» **TASK BRIEF**
Can you carry on the news piece about Minnesota's budget negotiations past its final sentence?

The Minnesota Legislature continues to labor toward final agreements on a two-year, $52 billion budget deal, spread out over about a baker’s dozen major bills. Currently, none of them have been passed and signed by Gov. Tim Walz since a special legislative session convened Monday. Government agencies without funding by June 30 will shut down.

But the Democratic-Farmer-Labor majority House and Republican-controlled Senate are also engaged in fierce negotiations over two other issues.

The first is premium pay and/or paid time off for essential workers who had to quarantine or suffered from COVID-19 and had to use unpaid time off.

The second is re-upping authorization of a program called reinsurance, which pays off the most expensive claims of health insurance companies, which its advocates say has stabilized the individual insurance market since the Legislature passed it in 2017.

The former is a priority for the DFL and its labor allies, the latter for Republicans.

A source with knowledge of the negotiations says a deal is at hand on both, “pending details being worked out.”

A spokesman for Gov. Tim Walz declined to comment. House Speaker Melissa Hortman said, “Stay tuned.” A spokeswoman for Senate Republicans said she could not confirm any deal in the works.

The legislation to help workers who suffered loss of income and paid time off during the pandemic — authored in the House by Rep. Frederic Frazier, DFL-New Hope — is complex, dealing with influential lobbies like the Minnesota Hospital Association and labor unions like SEIU. It seeks to help those who were left out of federal legislation guaranteeing paid time off during the pandemic. This includes private entities of more than 500 workers, first responders and health care workers, who were left without paid leave by federal legislation despite the risks of COVID-19 infection and frequent need to quarantine.

» **RECORDS**

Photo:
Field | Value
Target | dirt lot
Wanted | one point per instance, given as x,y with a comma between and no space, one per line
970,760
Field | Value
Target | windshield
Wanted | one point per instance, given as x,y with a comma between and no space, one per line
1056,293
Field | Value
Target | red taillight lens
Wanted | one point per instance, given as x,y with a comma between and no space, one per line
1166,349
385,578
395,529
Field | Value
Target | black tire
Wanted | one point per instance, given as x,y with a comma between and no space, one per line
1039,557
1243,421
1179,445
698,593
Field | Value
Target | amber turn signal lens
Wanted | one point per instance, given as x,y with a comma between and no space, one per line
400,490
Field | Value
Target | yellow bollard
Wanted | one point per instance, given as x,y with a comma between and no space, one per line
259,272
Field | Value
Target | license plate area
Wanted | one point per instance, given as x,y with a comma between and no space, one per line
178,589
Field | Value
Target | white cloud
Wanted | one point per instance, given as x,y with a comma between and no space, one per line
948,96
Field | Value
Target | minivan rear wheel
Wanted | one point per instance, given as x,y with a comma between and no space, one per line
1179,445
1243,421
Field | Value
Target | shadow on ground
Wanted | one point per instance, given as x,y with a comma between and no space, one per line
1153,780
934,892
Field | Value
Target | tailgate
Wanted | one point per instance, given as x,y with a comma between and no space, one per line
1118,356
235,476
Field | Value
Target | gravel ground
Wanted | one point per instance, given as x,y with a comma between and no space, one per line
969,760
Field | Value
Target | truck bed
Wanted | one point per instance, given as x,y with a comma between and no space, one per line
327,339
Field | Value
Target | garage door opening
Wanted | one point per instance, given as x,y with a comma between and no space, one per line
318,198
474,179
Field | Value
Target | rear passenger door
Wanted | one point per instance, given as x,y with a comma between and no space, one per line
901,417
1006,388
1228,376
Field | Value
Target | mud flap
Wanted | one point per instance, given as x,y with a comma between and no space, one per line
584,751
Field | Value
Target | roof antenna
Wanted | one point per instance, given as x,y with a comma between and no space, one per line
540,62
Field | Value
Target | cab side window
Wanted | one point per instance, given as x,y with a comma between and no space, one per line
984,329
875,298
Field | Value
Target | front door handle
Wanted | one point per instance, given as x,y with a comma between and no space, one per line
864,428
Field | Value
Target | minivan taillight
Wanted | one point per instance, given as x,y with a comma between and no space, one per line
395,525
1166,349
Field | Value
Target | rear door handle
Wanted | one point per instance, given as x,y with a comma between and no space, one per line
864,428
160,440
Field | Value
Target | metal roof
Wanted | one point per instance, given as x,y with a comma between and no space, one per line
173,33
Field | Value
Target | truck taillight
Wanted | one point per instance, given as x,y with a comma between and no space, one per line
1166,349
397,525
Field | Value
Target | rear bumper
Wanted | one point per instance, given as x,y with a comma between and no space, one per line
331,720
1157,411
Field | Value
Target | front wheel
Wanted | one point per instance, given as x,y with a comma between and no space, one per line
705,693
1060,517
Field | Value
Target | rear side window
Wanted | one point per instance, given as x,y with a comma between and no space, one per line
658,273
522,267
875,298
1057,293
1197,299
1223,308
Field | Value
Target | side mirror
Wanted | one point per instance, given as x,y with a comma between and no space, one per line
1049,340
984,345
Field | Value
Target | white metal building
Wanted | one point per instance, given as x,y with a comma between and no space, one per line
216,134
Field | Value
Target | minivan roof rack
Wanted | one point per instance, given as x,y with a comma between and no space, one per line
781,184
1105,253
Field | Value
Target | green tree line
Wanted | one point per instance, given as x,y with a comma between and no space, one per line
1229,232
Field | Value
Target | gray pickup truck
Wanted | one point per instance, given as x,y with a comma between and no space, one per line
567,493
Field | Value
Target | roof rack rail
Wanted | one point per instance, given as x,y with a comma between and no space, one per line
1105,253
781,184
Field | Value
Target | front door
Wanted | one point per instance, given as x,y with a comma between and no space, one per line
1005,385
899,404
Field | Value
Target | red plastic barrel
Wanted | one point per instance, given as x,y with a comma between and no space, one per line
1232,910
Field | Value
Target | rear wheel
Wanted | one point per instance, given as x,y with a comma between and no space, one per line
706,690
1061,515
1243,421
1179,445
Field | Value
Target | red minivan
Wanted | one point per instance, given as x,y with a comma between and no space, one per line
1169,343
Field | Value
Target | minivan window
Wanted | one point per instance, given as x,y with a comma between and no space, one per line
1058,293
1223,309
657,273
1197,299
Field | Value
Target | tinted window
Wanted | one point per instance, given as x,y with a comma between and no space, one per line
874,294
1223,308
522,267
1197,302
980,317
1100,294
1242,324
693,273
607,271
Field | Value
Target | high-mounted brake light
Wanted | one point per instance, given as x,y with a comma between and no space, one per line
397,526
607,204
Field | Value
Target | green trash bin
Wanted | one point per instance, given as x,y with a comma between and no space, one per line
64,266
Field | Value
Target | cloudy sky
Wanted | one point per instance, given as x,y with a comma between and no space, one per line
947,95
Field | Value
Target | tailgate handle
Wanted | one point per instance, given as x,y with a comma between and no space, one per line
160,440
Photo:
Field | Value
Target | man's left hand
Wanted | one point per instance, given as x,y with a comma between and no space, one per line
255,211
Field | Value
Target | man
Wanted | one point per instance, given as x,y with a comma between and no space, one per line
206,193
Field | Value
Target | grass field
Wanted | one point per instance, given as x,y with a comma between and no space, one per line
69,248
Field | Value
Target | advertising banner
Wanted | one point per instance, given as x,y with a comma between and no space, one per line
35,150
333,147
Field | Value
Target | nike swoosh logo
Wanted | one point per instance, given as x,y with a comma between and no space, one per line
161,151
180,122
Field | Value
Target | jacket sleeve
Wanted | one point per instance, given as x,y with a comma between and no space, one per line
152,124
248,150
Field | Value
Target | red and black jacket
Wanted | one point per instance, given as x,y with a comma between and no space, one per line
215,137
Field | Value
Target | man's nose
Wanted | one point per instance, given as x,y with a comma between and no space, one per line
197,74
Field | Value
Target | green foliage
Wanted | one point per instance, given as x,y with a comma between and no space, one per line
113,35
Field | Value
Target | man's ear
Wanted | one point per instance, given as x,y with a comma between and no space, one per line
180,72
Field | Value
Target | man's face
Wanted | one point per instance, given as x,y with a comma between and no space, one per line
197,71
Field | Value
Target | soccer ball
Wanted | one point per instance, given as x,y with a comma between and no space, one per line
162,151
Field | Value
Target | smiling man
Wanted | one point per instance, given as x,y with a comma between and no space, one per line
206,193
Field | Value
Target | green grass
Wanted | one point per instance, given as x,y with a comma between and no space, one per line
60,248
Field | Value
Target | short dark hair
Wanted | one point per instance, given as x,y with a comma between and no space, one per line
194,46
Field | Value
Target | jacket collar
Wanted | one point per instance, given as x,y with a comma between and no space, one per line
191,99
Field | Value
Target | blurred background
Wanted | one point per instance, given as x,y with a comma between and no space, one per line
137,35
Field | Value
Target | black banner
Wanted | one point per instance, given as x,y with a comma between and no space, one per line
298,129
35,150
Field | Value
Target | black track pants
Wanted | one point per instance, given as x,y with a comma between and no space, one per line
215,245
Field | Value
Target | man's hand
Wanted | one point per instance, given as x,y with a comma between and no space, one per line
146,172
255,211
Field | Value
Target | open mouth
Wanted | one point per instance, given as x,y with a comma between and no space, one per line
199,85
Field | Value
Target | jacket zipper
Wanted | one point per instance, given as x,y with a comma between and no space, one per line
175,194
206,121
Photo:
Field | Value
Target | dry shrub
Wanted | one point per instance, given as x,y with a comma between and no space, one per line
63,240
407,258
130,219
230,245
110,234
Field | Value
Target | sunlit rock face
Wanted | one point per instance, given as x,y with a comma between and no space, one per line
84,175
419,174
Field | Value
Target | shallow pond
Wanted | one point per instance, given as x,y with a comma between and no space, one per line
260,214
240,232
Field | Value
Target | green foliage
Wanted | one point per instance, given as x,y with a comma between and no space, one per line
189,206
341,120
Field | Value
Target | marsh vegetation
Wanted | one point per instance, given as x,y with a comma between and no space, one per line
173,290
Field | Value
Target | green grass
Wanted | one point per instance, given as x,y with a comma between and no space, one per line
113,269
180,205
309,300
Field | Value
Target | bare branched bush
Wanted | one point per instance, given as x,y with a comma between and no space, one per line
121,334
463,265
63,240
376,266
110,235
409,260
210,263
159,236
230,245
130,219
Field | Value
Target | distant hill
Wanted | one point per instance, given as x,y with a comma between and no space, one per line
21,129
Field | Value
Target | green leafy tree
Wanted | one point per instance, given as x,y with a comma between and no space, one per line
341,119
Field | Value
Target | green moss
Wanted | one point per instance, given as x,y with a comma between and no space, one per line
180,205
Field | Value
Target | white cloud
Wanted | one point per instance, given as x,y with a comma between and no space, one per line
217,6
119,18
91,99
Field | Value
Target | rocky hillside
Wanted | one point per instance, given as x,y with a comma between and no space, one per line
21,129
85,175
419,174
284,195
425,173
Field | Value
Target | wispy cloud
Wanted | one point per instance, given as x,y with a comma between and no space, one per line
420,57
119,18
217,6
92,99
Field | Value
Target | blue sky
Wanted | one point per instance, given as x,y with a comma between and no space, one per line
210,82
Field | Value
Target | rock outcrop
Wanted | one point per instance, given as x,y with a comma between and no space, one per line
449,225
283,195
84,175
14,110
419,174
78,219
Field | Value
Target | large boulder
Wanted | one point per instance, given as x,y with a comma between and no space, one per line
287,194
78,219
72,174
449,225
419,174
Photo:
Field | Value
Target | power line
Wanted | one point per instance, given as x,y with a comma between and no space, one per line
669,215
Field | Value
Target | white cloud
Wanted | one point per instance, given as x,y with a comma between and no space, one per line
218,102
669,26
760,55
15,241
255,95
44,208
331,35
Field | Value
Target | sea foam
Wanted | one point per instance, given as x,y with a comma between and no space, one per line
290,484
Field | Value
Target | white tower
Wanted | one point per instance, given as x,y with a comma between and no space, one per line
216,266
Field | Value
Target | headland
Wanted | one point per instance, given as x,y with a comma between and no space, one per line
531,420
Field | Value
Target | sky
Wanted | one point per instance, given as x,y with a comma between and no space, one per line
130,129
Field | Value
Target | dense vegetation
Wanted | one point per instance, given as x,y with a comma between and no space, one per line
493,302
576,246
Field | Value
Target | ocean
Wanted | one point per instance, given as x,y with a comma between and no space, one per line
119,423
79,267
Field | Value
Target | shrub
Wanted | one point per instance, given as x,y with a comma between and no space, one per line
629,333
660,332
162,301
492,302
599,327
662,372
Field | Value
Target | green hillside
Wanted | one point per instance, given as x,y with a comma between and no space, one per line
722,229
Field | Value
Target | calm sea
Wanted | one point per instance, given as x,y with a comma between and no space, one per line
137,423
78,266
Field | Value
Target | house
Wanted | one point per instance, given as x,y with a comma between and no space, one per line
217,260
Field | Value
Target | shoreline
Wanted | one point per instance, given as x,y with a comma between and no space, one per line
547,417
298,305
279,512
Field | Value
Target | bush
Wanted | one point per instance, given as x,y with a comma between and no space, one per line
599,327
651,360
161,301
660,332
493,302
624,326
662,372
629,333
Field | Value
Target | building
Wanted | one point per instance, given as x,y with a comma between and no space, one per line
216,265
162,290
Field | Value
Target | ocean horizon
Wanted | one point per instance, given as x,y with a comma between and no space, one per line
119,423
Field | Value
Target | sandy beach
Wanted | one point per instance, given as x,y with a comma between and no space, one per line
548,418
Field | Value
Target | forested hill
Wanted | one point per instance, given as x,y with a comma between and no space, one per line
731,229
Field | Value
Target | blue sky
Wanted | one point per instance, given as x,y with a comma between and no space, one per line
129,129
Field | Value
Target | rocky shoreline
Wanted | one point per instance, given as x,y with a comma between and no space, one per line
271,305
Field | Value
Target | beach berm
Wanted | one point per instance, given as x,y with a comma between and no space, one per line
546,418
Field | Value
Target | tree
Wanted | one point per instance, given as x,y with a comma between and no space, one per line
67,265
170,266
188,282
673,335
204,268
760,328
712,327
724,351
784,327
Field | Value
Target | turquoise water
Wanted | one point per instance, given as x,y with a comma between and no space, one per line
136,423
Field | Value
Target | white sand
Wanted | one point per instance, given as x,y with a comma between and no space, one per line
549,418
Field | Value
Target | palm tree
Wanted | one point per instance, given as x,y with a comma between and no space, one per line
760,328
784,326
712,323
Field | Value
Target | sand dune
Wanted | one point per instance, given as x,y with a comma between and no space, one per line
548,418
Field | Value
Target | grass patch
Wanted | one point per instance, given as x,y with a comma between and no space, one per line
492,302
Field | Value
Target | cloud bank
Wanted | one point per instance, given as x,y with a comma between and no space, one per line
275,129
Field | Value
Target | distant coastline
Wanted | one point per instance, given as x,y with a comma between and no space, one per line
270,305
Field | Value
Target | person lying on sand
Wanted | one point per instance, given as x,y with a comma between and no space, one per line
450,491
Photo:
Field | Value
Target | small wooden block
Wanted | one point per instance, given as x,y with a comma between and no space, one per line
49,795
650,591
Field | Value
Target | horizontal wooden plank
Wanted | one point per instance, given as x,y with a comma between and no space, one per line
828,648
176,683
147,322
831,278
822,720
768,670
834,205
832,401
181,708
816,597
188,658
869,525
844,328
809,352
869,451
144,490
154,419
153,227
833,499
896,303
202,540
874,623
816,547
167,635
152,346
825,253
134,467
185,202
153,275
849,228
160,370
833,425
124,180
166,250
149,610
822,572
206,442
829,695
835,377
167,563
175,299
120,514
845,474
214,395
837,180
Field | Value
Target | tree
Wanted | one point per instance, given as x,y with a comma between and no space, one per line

» **REPLY TO THE TASK**
Smaller entities of fewer than 500 workers were given a tax credit, which they can secure immediately by not having to pay Medicare payroll taxes, in exchange for providing paid medical leave. The DFL and its allies would like to compel them to do so.

Brian Elliott, the executive director of the SEIU Minnesota State Council, said the worker coalition, which also includes nurses and educators, is focused on “making these workers whole who had to burn through their own (paid time off), and in many cases take unpaid time off to care for someone or themselves or had to quarantine.”

SEIU workers include janitors and security officers at large commercial buildings, many of them employed by big companies that were exempted from the federal mandate of paid time off for COVID-19 illness and quarantining.

The bill would apply to hundreds of thousands of Minnesotans who wound up ineligible for paid time off during the pandemic.

Republicans are said to be more interested in using some of the $2.8 billion American Rescue Plan received by Minnesota to give essential workers premium pay, but that gets expensive quickly unless the checks are trivial. For instance, $1,000 to 500,000 workers would be $500 million.

State Sen. Erin Murphy, DFL-St. Paul, who authored a companion bill to the Frazier House measure, said, “We’re continuing to fight” to win the benefits for people who need them.

Without a deal on essential work paid time off, reinsurance — a Republican priority — will likely remain stuck in place.

The House DFL and Senate GOP have agreements on smaller budget bills like commerce and energy, agriculture, higher education and the Legacy Amendment money that goes to clean water and other environmental funding and the arts.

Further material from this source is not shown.